• **TASK GOAL**: Go over the records and copy every line with the string "loose".

• **Records from a data collection**:
◇ ◇ ◇

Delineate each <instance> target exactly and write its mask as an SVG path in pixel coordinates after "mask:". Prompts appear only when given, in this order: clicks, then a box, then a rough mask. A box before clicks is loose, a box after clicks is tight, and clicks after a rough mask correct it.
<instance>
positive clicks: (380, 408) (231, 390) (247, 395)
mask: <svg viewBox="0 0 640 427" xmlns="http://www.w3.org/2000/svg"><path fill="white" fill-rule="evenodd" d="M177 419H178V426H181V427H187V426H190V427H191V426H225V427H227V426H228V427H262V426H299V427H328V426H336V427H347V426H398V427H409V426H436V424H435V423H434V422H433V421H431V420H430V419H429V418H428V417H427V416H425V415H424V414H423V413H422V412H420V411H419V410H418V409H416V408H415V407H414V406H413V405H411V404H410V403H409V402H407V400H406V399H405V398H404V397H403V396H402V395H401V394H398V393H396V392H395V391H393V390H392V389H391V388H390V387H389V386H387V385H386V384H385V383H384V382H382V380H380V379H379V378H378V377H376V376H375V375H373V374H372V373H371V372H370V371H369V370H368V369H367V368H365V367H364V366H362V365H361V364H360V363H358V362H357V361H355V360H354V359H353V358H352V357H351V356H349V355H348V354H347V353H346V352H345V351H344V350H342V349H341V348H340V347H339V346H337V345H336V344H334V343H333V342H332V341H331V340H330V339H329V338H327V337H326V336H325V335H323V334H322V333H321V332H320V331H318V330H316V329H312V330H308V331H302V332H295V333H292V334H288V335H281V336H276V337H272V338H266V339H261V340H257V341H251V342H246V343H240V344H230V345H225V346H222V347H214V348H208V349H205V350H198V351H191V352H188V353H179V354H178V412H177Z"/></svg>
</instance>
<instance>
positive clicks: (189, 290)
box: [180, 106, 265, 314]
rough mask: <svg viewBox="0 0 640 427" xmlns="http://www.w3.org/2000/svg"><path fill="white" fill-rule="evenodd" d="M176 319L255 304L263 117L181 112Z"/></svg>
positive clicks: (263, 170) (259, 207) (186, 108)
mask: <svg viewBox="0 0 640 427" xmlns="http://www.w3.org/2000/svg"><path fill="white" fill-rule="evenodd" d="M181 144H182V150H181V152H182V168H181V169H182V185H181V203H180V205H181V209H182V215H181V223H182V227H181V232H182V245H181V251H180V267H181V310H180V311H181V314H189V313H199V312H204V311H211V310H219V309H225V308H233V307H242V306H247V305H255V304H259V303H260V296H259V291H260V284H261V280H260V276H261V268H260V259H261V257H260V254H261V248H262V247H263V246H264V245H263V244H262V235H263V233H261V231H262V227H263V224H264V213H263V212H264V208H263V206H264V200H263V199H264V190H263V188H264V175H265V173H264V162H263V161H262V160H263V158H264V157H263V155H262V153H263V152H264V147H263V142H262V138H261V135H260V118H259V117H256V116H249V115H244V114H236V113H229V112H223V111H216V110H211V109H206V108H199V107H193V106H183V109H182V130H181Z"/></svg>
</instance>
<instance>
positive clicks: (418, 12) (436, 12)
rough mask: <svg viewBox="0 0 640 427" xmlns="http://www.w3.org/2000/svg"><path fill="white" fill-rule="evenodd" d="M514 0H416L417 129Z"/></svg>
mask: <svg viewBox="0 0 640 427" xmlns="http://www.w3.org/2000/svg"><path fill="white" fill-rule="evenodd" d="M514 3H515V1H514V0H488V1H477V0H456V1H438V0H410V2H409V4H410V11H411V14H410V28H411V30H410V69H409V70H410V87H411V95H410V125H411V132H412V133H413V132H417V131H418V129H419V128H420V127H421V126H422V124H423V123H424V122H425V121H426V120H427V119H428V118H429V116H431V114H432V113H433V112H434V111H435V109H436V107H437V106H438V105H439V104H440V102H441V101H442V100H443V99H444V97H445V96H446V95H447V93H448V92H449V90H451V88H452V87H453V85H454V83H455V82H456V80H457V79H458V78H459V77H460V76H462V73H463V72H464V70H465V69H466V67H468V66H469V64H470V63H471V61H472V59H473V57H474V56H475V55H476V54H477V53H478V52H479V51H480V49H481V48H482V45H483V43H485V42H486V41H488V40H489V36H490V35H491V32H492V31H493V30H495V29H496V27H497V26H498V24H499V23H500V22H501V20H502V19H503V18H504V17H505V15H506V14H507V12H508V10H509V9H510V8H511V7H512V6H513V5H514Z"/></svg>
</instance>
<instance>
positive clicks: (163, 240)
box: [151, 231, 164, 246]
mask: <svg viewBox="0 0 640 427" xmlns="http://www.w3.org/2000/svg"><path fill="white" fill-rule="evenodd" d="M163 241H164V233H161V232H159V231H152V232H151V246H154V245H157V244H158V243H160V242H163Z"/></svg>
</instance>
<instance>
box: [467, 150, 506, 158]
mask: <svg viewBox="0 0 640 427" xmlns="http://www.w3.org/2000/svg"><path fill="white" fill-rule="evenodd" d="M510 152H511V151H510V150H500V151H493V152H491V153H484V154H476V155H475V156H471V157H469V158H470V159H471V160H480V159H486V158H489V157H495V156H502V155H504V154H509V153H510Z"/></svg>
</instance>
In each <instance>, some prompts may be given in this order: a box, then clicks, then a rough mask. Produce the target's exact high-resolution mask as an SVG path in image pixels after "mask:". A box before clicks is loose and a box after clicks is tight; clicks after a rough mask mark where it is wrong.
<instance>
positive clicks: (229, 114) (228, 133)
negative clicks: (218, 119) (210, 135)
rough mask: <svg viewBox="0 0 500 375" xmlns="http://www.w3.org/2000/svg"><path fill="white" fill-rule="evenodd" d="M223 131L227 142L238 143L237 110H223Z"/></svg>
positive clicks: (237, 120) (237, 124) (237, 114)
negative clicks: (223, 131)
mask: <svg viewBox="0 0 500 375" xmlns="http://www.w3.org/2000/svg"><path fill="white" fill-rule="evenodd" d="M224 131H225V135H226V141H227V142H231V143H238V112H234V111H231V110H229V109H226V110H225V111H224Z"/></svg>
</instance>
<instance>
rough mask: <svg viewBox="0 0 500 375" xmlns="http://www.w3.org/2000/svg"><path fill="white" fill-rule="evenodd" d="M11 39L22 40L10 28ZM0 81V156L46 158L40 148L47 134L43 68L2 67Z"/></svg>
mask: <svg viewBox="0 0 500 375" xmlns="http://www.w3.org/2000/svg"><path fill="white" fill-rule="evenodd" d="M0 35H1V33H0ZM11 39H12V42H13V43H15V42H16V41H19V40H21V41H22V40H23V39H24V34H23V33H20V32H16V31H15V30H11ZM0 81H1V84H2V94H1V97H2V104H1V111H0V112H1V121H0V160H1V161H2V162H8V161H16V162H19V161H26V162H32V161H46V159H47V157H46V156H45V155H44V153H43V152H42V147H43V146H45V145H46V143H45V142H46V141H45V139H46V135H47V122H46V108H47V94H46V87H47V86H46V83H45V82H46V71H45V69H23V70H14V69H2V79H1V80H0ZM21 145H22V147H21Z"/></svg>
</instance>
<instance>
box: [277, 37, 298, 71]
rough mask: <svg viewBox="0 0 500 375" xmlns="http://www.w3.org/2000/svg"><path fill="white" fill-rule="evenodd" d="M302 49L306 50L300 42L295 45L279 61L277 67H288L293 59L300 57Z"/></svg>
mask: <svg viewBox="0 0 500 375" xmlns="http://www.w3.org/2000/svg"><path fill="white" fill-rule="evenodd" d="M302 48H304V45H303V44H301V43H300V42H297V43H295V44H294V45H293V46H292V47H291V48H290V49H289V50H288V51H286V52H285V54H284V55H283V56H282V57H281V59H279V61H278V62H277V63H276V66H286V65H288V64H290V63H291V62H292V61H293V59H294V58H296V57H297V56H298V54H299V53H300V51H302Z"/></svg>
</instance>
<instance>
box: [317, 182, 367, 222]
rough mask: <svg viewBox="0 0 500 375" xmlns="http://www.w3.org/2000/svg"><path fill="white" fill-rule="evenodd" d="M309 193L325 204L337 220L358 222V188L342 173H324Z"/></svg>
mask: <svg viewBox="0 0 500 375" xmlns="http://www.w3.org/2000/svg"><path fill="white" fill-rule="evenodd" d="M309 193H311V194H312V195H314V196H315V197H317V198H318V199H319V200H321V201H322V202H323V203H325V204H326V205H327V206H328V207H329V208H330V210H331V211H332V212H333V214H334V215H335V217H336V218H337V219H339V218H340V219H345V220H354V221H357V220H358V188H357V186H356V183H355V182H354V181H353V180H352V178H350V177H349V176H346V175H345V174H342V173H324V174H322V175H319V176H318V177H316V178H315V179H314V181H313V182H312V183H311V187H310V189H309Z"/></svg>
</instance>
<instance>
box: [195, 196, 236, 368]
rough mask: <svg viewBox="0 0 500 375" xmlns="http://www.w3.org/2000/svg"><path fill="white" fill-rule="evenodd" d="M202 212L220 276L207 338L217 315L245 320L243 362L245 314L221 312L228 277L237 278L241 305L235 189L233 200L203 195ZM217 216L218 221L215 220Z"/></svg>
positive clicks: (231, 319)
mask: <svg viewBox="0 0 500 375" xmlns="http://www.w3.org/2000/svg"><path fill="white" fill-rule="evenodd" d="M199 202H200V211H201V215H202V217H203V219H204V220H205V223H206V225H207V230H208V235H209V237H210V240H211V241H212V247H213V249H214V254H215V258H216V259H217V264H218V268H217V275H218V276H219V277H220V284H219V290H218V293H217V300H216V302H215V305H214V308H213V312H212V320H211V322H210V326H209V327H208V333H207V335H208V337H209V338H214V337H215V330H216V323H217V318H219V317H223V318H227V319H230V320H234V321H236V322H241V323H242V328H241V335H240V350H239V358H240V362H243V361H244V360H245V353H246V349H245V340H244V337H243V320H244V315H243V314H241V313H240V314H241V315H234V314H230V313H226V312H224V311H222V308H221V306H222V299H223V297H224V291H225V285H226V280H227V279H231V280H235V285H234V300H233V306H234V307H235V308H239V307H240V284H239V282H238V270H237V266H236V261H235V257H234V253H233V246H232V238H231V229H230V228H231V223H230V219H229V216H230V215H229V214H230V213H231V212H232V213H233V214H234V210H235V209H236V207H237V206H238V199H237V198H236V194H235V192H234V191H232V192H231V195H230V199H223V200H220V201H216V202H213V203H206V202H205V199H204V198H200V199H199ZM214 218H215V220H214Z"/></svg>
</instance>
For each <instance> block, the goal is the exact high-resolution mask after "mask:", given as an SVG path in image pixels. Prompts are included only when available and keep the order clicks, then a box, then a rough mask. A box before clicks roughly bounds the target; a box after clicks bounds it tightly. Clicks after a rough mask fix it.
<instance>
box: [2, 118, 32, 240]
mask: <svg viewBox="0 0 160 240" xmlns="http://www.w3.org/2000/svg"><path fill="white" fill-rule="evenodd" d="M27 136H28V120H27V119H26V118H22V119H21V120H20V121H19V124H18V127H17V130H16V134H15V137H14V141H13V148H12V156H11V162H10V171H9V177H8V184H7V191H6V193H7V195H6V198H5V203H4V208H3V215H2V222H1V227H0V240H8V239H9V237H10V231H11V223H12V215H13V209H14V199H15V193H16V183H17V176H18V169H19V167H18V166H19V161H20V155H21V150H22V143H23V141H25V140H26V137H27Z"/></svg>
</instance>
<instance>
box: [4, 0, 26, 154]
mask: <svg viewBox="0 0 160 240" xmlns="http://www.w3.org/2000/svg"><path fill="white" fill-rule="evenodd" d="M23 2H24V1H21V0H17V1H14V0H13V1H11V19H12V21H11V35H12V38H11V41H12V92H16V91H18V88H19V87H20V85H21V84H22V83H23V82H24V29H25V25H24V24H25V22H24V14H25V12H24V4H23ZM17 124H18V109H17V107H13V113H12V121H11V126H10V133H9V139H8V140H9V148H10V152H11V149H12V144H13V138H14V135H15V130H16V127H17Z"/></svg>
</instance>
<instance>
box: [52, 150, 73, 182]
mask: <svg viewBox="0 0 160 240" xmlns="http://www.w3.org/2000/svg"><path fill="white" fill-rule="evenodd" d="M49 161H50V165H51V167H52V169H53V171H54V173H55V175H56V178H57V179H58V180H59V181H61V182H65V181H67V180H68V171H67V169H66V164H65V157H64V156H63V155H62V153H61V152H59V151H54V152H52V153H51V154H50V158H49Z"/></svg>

◇ ◇ ◇

• **RESPONSE**:
Delineate each <instance> target exactly and write its mask as an SVG path in pixel coordinates after "mask:". Prompts appear only when given, in this order: clicks, then a box, then a rough mask. A box before clicks is loose, a box after clicks is tight, and clicks after a rough mask correct it.
In each <instance>, some prompts may be given in this order: a box, then clicks, then a rough mask. Produce the target's exact high-resolution mask as an SVG path in image pixels after "mask:". A box before clicks is loose and a box after clicks is tight; clicks after a rough mask mark where it is wrong.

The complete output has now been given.